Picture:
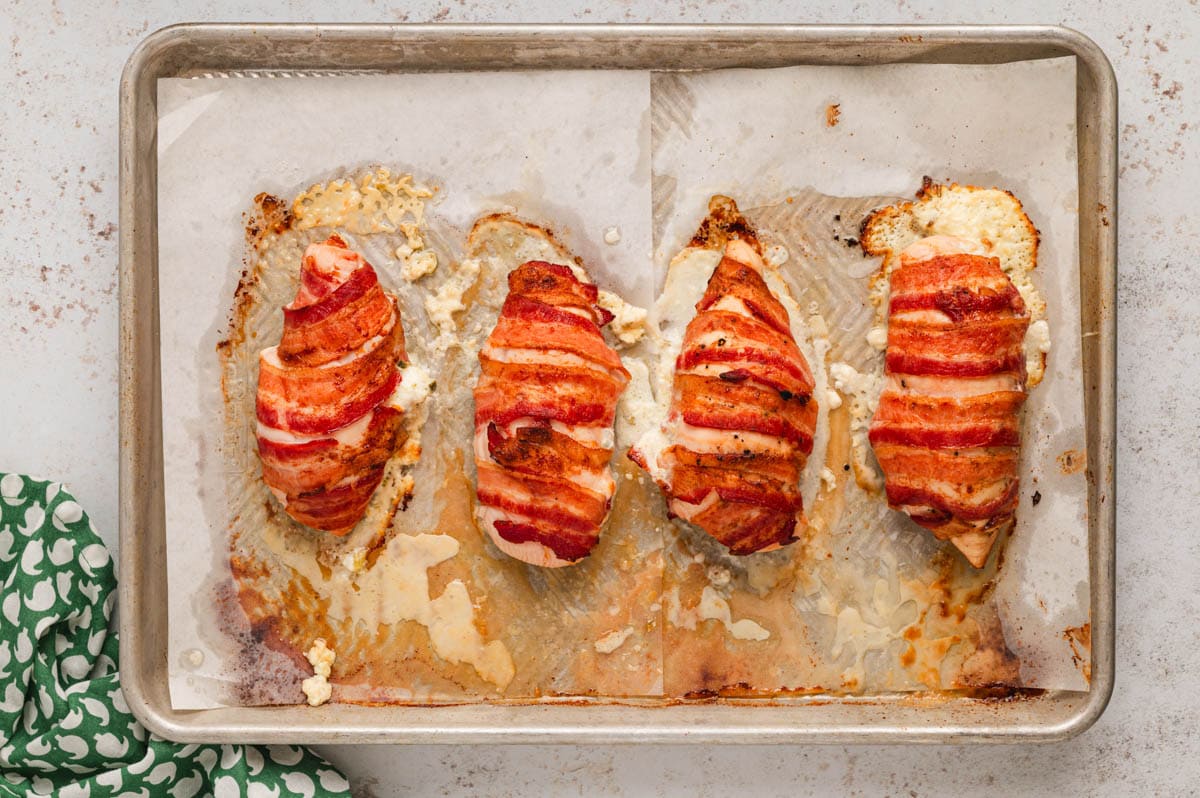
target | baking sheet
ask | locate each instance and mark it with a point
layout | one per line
(204, 121)
(571, 148)
(808, 151)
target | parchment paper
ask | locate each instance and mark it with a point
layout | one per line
(567, 147)
(574, 149)
(765, 137)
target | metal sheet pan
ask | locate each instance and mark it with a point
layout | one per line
(186, 51)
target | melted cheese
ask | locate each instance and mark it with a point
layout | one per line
(317, 688)
(628, 321)
(377, 202)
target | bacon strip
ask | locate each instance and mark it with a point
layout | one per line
(324, 427)
(947, 432)
(547, 390)
(742, 415)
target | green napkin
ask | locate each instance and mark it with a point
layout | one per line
(65, 727)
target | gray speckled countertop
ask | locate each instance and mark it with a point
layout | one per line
(58, 372)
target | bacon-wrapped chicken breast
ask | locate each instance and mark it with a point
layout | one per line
(742, 417)
(325, 425)
(948, 427)
(544, 418)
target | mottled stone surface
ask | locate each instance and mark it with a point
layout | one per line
(58, 383)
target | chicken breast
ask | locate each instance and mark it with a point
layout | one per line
(544, 413)
(742, 418)
(947, 431)
(325, 424)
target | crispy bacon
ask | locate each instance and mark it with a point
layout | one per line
(547, 384)
(742, 415)
(325, 432)
(947, 431)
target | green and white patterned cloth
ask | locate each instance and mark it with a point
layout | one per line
(65, 729)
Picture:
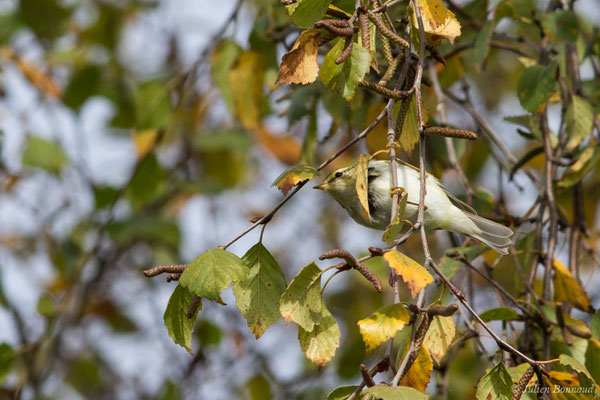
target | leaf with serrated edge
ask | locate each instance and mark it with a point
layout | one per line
(362, 184)
(419, 374)
(566, 288)
(415, 276)
(496, 384)
(212, 272)
(178, 325)
(293, 176)
(301, 301)
(394, 229)
(343, 78)
(299, 65)
(382, 325)
(439, 337)
(257, 295)
(320, 343)
(385, 392)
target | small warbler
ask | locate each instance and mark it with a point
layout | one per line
(441, 211)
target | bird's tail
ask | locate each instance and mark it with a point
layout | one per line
(492, 234)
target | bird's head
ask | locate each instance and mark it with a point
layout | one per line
(339, 182)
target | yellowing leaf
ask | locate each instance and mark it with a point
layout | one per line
(566, 288)
(246, 79)
(439, 337)
(362, 183)
(320, 343)
(419, 374)
(438, 21)
(285, 148)
(301, 302)
(299, 65)
(293, 176)
(144, 141)
(382, 325)
(415, 276)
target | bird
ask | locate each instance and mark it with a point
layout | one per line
(442, 209)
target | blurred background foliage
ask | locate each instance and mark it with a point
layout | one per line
(133, 138)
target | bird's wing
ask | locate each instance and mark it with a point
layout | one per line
(459, 203)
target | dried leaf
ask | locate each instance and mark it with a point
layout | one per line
(362, 184)
(415, 276)
(566, 288)
(439, 337)
(299, 65)
(301, 302)
(382, 325)
(320, 343)
(293, 176)
(419, 374)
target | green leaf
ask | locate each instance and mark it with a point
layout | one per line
(293, 176)
(482, 43)
(343, 78)
(592, 359)
(499, 314)
(221, 61)
(587, 160)
(385, 392)
(212, 272)
(535, 86)
(341, 393)
(178, 325)
(561, 26)
(148, 181)
(320, 343)
(595, 325)
(410, 127)
(84, 84)
(306, 12)
(394, 229)
(382, 325)
(495, 385)
(7, 356)
(41, 153)
(580, 120)
(257, 295)
(301, 302)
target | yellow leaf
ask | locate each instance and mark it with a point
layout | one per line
(434, 12)
(299, 65)
(362, 183)
(246, 78)
(415, 276)
(419, 374)
(439, 337)
(382, 325)
(285, 148)
(567, 289)
(293, 176)
(438, 22)
(144, 141)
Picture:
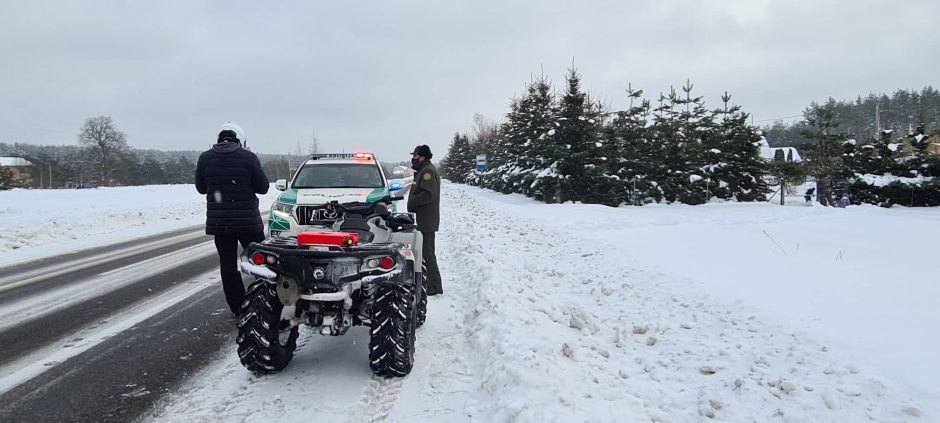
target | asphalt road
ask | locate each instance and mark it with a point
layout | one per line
(100, 335)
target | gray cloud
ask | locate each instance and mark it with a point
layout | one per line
(388, 76)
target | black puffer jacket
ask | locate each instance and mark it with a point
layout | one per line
(230, 176)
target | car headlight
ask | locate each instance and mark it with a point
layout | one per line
(283, 207)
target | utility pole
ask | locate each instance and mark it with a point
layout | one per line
(878, 120)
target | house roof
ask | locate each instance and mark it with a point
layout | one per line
(767, 152)
(14, 161)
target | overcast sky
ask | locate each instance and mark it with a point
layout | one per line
(385, 76)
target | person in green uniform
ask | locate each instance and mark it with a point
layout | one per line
(424, 200)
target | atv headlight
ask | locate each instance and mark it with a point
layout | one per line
(283, 207)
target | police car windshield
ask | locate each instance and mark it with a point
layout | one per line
(339, 175)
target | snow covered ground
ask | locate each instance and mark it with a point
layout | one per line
(732, 312)
(43, 222)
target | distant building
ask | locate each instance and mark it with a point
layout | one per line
(768, 153)
(21, 168)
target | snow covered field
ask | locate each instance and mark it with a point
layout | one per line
(42, 222)
(732, 312)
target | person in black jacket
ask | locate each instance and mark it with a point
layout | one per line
(230, 176)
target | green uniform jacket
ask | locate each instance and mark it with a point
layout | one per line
(425, 198)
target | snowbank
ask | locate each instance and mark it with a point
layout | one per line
(42, 222)
(732, 312)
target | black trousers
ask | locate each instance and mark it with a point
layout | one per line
(227, 246)
(430, 262)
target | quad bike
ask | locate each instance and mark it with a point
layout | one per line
(361, 269)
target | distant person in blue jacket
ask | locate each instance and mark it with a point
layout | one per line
(231, 176)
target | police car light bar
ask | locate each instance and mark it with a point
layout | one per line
(367, 156)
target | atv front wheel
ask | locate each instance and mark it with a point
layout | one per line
(391, 347)
(266, 343)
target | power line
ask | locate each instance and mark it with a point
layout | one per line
(779, 118)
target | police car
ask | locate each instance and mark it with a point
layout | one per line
(341, 177)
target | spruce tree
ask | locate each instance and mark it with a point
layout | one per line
(583, 168)
(459, 162)
(739, 171)
(630, 160)
(825, 154)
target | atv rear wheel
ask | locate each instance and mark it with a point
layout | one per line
(266, 343)
(391, 347)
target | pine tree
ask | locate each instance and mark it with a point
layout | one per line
(630, 160)
(583, 170)
(534, 147)
(737, 168)
(459, 162)
(825, 156)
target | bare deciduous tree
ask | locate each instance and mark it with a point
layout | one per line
(105, 144)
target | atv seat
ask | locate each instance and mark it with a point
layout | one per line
(357, 224)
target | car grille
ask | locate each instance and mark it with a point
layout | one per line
(307, 213)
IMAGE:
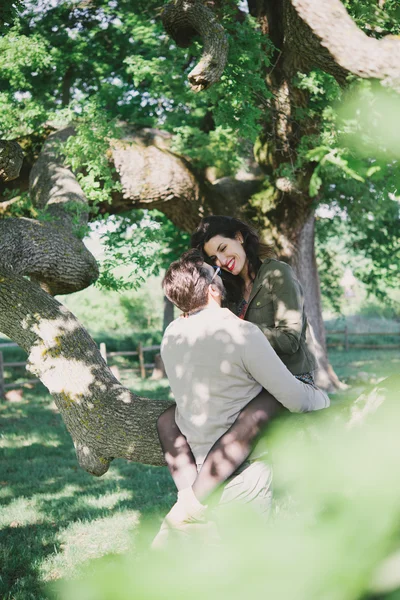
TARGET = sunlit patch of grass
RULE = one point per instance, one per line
(22, 511)
(85, 540)
(19, 441)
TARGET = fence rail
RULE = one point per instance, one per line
(142, 349)
(347, 344)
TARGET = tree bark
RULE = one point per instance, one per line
(11, 157)
(105, 420)
(168, 316)
(348, 46)
(305, 266)
(183, 20)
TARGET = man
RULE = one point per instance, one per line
(217, 364)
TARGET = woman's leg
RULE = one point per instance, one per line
(177, 452)
(232, 449)
(228, 452)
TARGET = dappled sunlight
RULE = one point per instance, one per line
(20, 512)
(81, 542)
(23, 441)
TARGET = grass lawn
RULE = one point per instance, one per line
(55, 517)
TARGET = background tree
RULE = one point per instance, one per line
(95, 94)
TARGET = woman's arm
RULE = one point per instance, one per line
(288, 307)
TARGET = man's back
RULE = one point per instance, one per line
(204, 356)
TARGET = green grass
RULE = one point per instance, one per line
(55, 517)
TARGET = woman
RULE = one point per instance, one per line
(267, 294)
(264, 293)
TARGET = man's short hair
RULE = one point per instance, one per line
(187, 280)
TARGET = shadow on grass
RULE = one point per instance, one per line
(45, 495)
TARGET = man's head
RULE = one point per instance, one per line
(191, 284)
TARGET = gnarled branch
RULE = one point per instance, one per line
(50, 251)
(183, 20)
(350, 48)
(11, 157)
(105, 420)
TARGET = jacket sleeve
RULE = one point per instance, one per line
(265, 366)
(288, 304)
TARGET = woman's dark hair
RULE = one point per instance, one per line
(228, 227)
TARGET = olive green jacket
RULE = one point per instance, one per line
(276, 306)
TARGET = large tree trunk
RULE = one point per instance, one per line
(305, 266)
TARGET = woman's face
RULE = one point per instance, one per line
(228, 254)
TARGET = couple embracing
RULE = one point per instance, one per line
(240, 353)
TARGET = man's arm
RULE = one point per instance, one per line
(266, 367)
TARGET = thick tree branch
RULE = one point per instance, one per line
(350, 48)
(105, 420)
(47, 253)
(11, 157)
(183, 20)
(154, 177)
(50, 251)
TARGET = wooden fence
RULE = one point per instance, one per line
(347, 344)
(103, 351)
(142, 349)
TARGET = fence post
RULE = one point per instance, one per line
(141, 361)
(2, 390)
(103, 350)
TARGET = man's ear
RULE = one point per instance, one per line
(214, 291)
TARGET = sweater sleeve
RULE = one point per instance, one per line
(265, 366)
(288, 305)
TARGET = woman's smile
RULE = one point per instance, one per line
(228, 254)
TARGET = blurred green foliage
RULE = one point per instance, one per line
(104, 63)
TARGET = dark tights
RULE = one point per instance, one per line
(225, 456)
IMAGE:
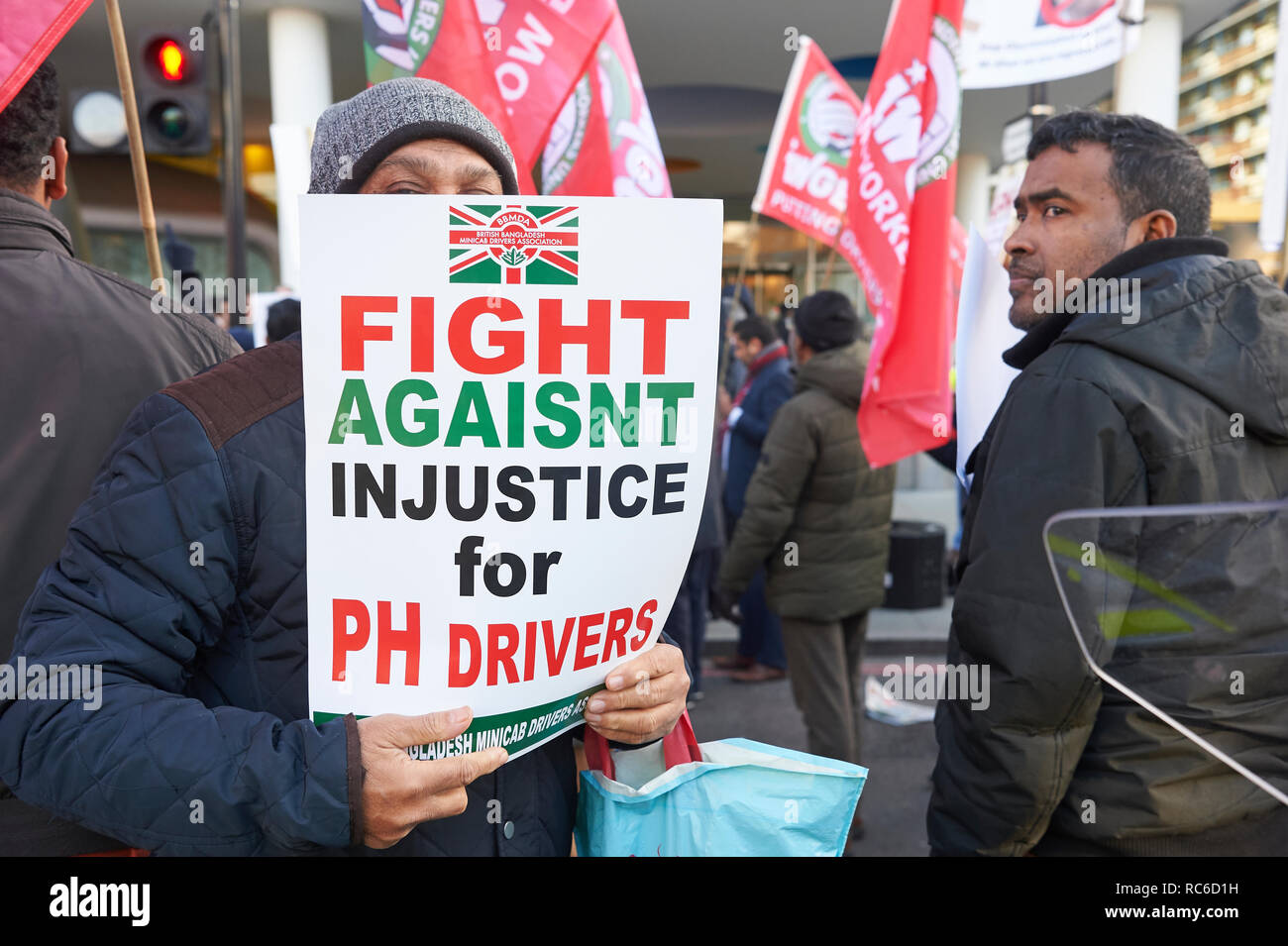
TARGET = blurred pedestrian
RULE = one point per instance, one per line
(283, 318)
(819, 516)
(81, 348)
(747, 417)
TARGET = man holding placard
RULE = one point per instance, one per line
(184, 572)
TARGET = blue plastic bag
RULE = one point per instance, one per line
(745, 798)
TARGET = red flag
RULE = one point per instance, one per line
(29, 33)
(604, 142)
(539, 51)
(458, 40)
(898, 231)
(803, 181)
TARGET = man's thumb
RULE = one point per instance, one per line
(430, 727)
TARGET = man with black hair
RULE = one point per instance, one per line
(205, 666)
(283, 318)
(747, 417)
(81, 348)
(1125, 399)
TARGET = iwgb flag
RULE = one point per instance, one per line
(516, 59)
(603, 142)
(902, 179)
(441, 40)
(804, 181)
(513, 244)
(29, 31)
(539, 51)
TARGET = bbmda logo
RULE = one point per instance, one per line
(513, 244)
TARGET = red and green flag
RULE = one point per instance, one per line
(513, 244)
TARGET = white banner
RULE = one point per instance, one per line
(507, 409)
(1009, 43)
(983, 334)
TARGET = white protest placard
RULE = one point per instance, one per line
(983, 334)
(507, 409)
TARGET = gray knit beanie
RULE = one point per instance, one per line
(356, 136)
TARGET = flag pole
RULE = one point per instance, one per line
(737, 295)
(138, 162)
(746, 253)
(831, 252)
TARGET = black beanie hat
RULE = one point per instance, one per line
(825, 321)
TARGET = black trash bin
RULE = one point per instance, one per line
(915, 573)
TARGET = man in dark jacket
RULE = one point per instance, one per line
(747, 417)
(205, 684)
(819, 517)
(80, 349)
(1117, 409)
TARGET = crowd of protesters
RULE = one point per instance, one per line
(794, 536)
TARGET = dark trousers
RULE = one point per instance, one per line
(824, 665)
(761, 632)
(687, 624)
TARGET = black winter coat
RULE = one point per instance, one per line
(78, 349)
(1184, 400)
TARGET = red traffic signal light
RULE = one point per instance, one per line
(167, 60)
(171, 60)
(172, 93)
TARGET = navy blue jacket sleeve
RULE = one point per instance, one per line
(134, 594)
(755, 425)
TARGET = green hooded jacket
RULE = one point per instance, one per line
(815, 514)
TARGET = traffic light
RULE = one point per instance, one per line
(170, 82)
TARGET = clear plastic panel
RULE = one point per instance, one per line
(1184, 611)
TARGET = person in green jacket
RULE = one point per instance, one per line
(818, 517)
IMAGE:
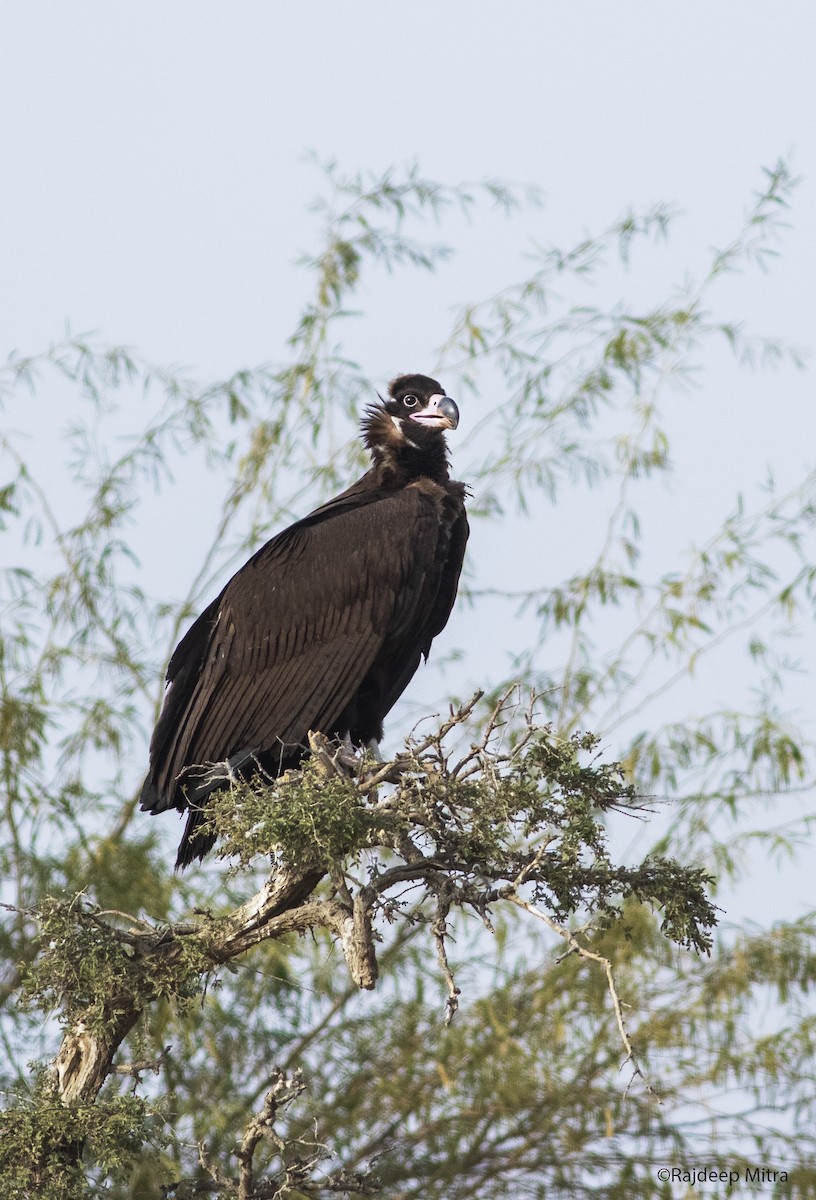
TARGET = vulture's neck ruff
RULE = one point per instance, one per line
(403, 449)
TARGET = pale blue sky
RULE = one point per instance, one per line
(154, 183)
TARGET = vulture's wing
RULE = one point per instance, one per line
(288, 642)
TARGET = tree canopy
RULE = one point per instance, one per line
(433, 991)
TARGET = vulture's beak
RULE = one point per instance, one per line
(441, 413)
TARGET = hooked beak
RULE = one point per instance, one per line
(441, 413)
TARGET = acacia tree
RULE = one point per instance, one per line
(196, 1041)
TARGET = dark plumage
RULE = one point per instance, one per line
(325, 625)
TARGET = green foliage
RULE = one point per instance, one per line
(40, 1134)
(522, 1095)
(91, 969)
(309, 819)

◆ ◆ ◆ ◆

DESCRIPTION OF THE TASK: Starting with the line that has "TARGET = green hooded jacket" and ending with the line that has "TARGET = vulture's wing", repeat the lines above exactly, omitting every picture.

OUTPUT OF THE TASK:
TARGET = green hooded jacket
RULE = one point per instance, one per line
(815, 514)
TARGET = traffic light
RULE = one point per instance, one per line
(170, 82)
TARGET = clear plastic panel
RULE = one point per instance, one per line
(1184, 611)
TARGET = person in green jacket
RULE = one point per instance, one per line
(818, 517)
IMAGE:
TARGET = vulture's neck ruff
RULE = one point per instance, one per line
(403, 449)
TARGET = pale blue sky
RULE = one point per instance, one per line
(154, 183)
TARGET = vulture's wing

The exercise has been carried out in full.